#### [Source data]
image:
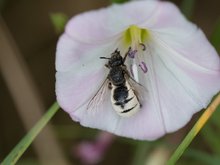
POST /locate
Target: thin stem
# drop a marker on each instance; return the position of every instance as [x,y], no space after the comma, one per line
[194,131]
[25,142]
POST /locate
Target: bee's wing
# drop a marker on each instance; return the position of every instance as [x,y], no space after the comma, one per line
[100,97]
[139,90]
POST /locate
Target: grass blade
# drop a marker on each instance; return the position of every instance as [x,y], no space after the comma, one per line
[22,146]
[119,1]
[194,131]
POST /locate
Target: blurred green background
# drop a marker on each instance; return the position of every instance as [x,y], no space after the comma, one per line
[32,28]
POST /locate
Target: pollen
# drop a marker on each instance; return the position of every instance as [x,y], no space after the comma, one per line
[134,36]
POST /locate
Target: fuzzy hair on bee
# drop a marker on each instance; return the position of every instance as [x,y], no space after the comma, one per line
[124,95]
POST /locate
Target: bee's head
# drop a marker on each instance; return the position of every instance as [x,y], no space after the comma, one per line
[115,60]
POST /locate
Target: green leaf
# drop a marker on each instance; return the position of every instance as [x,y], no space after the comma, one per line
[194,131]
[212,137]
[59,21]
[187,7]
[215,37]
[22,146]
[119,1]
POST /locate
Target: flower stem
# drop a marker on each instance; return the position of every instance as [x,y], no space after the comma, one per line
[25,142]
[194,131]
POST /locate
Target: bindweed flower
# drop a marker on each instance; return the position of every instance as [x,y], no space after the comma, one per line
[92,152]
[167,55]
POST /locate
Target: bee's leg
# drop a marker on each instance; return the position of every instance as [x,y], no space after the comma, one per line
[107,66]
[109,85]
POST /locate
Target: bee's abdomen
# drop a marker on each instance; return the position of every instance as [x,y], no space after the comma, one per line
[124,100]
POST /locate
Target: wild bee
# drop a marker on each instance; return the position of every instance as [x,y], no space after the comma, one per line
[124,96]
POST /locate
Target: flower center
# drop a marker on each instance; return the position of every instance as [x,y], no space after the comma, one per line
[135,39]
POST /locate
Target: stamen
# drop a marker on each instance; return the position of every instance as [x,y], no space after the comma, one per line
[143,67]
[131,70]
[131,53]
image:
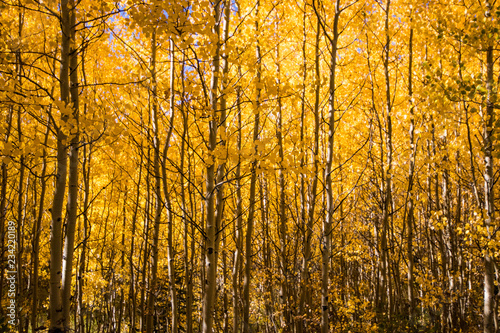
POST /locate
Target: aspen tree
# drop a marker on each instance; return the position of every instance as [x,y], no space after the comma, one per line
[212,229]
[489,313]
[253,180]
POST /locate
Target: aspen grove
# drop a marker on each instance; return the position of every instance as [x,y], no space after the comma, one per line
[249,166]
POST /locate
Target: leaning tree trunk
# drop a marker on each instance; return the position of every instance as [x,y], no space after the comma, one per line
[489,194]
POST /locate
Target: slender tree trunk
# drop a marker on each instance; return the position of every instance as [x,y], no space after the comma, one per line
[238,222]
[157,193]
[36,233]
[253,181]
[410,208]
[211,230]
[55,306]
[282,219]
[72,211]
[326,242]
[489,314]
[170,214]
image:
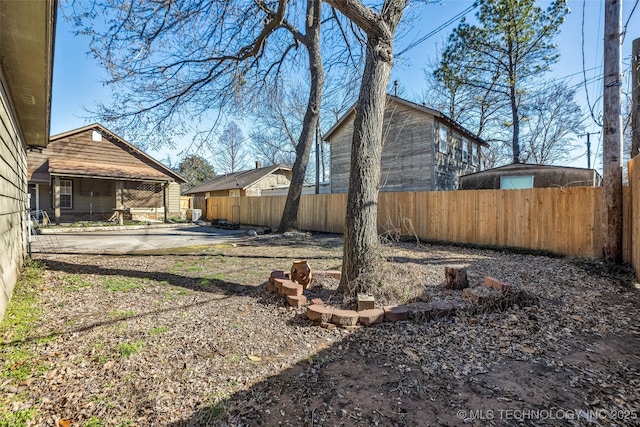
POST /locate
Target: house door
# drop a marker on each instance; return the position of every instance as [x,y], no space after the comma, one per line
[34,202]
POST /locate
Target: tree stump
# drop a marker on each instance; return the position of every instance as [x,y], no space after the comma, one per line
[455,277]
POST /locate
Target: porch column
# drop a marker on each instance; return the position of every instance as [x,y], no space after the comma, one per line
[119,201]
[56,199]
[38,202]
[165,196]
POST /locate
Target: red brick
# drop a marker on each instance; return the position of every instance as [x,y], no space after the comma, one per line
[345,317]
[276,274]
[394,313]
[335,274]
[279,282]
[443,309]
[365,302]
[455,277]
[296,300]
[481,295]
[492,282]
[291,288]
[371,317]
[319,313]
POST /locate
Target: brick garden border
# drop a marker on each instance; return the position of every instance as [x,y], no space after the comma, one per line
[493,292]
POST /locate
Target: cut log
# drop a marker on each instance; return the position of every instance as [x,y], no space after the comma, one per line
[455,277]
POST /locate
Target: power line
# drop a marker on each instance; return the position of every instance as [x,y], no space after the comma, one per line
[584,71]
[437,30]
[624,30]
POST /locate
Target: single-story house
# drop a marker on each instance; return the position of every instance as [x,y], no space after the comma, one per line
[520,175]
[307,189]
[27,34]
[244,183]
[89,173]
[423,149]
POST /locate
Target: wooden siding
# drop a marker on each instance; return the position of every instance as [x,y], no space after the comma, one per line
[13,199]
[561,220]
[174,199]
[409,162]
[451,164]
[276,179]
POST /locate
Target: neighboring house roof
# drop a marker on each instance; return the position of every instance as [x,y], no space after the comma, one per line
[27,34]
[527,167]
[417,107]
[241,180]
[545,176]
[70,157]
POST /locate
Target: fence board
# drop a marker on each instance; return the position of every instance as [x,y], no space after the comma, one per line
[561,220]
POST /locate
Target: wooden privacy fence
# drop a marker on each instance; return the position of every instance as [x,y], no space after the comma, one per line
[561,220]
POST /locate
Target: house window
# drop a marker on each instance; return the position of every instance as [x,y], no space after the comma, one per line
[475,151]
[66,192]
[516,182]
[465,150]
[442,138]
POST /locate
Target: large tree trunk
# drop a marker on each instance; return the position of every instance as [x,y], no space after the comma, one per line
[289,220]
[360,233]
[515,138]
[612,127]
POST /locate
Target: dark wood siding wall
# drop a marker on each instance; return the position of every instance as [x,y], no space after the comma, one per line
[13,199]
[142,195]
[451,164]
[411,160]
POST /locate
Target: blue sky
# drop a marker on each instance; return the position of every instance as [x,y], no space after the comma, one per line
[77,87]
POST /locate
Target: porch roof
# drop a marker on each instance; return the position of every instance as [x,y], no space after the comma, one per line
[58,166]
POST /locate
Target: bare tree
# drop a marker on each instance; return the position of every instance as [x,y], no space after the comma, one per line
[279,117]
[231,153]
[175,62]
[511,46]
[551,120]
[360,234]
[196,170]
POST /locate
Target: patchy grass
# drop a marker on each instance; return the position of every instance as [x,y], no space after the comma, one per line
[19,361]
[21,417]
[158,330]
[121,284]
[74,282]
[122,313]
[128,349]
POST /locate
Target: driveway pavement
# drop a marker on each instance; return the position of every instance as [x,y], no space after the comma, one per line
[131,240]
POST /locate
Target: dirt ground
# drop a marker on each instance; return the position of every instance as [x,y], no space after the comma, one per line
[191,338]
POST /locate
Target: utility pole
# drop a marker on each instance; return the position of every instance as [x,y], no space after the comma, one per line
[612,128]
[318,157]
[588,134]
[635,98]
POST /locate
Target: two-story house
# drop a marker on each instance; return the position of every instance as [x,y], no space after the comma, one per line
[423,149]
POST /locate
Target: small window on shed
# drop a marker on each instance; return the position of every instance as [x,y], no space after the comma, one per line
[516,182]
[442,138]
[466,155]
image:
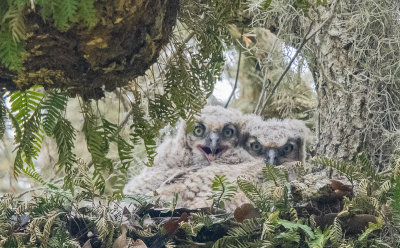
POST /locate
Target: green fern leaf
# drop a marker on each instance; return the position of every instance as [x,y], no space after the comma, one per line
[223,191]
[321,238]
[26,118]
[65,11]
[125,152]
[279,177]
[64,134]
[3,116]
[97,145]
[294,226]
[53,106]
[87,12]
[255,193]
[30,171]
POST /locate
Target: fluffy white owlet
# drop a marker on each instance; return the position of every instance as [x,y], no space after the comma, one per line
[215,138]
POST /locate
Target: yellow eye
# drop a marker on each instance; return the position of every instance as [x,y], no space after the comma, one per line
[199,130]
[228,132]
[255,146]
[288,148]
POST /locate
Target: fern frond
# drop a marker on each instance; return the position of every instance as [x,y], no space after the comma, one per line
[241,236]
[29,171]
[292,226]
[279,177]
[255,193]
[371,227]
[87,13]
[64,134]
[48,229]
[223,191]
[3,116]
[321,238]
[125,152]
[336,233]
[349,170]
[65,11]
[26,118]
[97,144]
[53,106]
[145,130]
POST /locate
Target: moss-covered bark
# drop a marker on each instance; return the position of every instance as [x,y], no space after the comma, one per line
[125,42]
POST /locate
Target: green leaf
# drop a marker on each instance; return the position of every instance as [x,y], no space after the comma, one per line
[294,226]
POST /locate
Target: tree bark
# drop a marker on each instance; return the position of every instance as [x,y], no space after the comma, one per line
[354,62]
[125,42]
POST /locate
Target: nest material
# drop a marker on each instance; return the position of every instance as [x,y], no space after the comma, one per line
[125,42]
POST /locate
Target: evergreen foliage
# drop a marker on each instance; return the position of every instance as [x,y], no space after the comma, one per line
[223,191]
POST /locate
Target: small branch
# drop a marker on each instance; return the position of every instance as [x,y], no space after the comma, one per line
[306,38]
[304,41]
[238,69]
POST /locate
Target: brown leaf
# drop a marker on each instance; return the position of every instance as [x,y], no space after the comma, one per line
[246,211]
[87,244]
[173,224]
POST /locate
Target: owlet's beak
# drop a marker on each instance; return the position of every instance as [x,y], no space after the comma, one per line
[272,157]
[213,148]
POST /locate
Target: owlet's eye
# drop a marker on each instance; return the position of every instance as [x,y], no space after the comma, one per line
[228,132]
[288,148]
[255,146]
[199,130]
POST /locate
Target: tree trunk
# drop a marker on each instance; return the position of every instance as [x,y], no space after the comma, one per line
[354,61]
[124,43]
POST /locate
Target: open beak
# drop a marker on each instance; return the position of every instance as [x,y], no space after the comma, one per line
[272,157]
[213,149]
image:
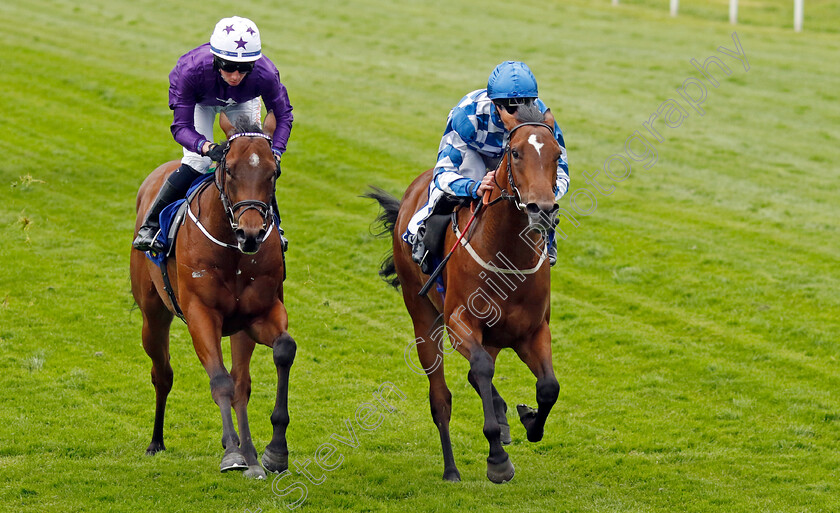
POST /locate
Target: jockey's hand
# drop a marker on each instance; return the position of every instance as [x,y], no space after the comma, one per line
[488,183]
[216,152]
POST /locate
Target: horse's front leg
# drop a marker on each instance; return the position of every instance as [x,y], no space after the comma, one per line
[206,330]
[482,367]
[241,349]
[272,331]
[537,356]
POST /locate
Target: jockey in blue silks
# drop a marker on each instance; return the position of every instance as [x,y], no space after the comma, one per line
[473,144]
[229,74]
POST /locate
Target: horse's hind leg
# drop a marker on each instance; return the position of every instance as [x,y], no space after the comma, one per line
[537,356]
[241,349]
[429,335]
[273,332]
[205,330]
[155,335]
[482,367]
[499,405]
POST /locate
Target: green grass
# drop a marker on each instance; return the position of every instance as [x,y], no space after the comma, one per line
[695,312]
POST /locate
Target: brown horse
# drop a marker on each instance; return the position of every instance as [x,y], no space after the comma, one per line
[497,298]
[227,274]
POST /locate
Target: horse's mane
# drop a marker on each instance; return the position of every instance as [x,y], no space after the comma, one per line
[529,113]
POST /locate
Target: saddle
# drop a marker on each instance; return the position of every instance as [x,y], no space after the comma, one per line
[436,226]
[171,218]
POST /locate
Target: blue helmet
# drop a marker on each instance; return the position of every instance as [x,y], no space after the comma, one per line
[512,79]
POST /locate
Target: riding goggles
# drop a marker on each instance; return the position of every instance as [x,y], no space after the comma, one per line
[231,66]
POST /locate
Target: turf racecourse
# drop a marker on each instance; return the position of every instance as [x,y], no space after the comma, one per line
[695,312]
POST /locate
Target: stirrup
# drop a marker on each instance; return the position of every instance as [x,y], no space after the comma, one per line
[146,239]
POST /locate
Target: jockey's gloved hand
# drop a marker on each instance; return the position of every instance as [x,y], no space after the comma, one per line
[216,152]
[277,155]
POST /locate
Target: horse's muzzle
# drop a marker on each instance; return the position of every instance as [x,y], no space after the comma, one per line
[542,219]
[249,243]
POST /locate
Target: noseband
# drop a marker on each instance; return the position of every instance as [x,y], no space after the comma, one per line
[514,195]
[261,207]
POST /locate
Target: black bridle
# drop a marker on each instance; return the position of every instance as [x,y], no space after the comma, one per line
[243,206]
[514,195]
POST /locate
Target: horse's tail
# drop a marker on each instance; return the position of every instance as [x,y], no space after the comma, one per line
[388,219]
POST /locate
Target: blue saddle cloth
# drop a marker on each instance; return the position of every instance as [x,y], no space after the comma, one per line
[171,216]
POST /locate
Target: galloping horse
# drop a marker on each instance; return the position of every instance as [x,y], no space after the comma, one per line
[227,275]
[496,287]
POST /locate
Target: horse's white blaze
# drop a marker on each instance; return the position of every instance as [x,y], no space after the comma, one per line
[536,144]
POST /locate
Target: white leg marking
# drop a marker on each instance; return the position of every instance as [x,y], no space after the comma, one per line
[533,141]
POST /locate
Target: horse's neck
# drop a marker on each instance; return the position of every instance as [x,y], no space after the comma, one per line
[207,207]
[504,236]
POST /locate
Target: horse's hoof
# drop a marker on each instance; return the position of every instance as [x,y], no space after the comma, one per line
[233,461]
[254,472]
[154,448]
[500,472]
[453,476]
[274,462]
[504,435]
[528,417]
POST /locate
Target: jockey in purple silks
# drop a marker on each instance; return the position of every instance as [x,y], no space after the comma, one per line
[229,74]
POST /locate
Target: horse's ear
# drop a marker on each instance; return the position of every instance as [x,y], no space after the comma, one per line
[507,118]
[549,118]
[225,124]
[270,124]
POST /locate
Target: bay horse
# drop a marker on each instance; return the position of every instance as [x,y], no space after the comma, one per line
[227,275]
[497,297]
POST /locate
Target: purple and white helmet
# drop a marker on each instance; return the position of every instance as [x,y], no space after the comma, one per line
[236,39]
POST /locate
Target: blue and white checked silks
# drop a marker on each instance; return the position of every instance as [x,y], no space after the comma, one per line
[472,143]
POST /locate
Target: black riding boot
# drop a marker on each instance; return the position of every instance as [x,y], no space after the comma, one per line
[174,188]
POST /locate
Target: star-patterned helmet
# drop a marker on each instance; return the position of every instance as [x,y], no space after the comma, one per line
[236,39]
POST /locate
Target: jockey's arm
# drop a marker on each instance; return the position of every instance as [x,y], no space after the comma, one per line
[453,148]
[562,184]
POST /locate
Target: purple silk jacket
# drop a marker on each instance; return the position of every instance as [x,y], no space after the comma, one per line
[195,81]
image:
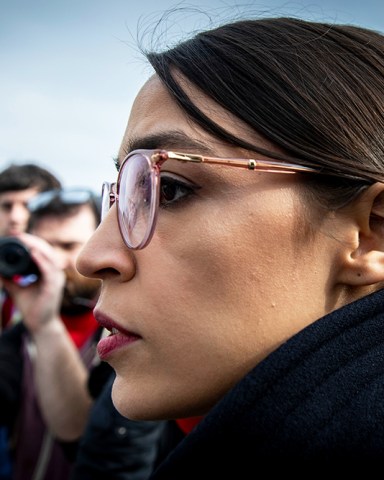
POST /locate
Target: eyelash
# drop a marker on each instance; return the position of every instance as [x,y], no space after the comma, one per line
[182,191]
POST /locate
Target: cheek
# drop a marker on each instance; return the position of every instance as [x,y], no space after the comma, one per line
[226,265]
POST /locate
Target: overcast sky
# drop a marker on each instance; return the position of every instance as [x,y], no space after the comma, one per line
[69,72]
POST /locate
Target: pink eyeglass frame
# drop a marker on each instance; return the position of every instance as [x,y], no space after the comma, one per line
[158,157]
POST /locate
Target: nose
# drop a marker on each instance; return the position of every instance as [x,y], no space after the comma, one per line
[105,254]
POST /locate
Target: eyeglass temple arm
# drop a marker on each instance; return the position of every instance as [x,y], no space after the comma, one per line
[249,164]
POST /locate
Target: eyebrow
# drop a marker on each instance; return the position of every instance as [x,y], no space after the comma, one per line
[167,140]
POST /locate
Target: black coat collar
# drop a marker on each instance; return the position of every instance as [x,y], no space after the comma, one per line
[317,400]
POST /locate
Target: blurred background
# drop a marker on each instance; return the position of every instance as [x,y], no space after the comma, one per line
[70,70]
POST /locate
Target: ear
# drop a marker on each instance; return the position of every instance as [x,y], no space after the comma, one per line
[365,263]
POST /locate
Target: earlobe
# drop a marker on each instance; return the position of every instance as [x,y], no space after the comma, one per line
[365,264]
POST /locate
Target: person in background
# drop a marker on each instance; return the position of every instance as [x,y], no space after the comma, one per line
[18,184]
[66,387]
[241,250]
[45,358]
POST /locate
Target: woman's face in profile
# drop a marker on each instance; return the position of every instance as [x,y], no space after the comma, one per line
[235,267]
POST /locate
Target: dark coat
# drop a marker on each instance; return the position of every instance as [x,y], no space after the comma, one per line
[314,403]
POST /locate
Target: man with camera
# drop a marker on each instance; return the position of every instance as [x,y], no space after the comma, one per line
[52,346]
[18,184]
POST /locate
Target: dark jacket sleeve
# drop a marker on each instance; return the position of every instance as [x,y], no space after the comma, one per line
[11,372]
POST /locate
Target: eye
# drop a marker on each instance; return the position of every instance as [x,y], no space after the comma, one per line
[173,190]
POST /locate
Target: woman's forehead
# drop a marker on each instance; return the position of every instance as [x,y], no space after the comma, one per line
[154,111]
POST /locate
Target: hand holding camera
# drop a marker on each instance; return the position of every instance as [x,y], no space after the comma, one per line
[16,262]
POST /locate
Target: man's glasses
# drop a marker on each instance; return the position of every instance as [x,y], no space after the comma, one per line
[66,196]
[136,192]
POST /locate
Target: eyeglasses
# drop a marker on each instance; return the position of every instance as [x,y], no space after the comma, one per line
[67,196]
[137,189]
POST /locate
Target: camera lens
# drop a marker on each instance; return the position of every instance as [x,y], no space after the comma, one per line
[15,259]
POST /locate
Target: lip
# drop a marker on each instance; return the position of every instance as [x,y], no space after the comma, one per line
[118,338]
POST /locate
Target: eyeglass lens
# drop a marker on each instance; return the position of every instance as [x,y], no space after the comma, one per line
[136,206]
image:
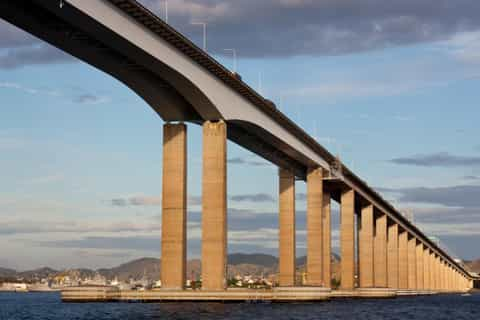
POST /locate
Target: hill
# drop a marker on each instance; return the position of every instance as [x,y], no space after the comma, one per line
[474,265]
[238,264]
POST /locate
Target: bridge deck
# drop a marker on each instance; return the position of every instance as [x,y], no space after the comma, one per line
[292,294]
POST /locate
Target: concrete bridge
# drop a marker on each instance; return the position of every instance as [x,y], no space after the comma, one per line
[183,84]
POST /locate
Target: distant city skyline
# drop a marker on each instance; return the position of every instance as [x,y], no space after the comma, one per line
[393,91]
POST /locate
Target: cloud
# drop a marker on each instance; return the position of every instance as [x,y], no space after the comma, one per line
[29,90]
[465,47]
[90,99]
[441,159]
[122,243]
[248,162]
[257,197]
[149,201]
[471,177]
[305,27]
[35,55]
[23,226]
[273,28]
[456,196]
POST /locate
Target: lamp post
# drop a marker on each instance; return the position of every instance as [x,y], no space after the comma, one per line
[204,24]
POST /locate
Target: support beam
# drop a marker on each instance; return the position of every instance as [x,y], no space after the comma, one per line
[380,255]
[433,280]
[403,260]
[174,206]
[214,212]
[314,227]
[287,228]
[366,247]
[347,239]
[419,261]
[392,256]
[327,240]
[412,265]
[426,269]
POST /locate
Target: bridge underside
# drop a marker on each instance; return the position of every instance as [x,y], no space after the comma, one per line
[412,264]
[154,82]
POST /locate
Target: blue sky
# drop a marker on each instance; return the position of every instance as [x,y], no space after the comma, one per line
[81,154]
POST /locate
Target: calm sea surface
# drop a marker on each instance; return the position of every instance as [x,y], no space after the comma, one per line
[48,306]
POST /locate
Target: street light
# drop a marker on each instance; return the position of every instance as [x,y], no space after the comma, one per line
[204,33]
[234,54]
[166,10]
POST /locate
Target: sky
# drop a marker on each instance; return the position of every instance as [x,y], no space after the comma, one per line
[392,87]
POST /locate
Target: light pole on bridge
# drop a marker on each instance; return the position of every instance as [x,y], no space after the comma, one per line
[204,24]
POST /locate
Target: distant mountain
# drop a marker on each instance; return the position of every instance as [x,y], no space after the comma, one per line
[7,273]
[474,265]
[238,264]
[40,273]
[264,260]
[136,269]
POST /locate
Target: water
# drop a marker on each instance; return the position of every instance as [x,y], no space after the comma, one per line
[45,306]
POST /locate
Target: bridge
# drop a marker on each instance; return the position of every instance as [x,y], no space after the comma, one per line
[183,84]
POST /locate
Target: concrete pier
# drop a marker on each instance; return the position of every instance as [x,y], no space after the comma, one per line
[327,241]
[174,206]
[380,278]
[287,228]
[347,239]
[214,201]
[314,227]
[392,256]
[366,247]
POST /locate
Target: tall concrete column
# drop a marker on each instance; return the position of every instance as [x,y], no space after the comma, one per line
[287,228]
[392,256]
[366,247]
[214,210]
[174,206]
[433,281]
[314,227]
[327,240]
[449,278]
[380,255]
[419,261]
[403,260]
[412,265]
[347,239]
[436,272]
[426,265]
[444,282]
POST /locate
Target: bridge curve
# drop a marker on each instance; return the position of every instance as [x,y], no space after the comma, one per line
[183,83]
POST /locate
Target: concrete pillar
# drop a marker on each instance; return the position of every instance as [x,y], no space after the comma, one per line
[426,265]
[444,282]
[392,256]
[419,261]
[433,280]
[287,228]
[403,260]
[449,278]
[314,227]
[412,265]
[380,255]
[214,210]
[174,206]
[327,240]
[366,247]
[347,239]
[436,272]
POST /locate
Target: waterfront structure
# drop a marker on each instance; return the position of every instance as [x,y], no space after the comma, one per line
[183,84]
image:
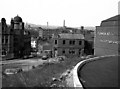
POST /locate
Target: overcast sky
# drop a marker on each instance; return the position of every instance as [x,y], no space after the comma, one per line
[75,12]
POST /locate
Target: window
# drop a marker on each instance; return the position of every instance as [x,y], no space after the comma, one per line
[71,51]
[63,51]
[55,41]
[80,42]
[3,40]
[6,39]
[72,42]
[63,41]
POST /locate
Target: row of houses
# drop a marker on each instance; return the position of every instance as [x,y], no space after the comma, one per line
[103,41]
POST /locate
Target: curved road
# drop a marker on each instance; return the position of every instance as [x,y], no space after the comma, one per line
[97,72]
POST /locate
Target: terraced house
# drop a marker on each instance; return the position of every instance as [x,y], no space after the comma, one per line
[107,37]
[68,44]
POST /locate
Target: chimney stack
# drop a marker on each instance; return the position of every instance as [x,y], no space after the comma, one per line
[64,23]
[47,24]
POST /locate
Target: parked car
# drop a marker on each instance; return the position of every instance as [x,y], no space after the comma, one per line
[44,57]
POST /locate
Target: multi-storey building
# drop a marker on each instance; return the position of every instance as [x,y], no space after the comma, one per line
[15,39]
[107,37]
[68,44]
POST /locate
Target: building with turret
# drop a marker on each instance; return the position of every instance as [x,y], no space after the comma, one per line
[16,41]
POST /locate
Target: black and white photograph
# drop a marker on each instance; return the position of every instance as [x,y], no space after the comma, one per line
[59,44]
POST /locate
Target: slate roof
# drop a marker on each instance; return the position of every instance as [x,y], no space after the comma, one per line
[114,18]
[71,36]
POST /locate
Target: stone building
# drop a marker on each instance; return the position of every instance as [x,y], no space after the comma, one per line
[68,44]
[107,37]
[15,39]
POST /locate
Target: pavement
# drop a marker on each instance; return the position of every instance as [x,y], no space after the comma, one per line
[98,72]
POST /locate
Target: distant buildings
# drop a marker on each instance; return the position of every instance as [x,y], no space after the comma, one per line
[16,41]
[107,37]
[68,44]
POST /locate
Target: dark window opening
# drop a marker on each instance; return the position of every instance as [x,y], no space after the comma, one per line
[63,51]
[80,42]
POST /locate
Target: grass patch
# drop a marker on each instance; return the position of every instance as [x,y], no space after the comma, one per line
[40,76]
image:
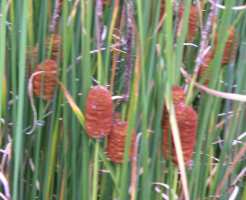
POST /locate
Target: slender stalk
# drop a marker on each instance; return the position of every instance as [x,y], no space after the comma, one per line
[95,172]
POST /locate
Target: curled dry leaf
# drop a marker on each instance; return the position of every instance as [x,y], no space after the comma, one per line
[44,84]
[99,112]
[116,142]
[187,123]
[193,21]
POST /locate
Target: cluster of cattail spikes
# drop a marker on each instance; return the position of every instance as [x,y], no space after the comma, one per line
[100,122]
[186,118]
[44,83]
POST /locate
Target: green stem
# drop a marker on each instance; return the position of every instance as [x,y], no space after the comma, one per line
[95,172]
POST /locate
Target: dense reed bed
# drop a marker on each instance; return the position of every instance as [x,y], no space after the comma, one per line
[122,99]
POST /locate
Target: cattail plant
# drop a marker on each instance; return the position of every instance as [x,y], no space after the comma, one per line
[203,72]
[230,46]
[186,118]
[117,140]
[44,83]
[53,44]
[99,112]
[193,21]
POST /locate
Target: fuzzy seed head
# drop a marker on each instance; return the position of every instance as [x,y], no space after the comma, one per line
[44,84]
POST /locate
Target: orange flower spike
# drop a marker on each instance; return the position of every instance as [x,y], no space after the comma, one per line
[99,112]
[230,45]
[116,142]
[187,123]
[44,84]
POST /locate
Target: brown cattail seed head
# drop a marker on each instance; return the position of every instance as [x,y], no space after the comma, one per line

#### [Instruction]
Please pick out every line above that holds the word "camera" and copy each one.

#### [Output for this task]
Target: man with camera
Target: hand holding camera
Target: camera lens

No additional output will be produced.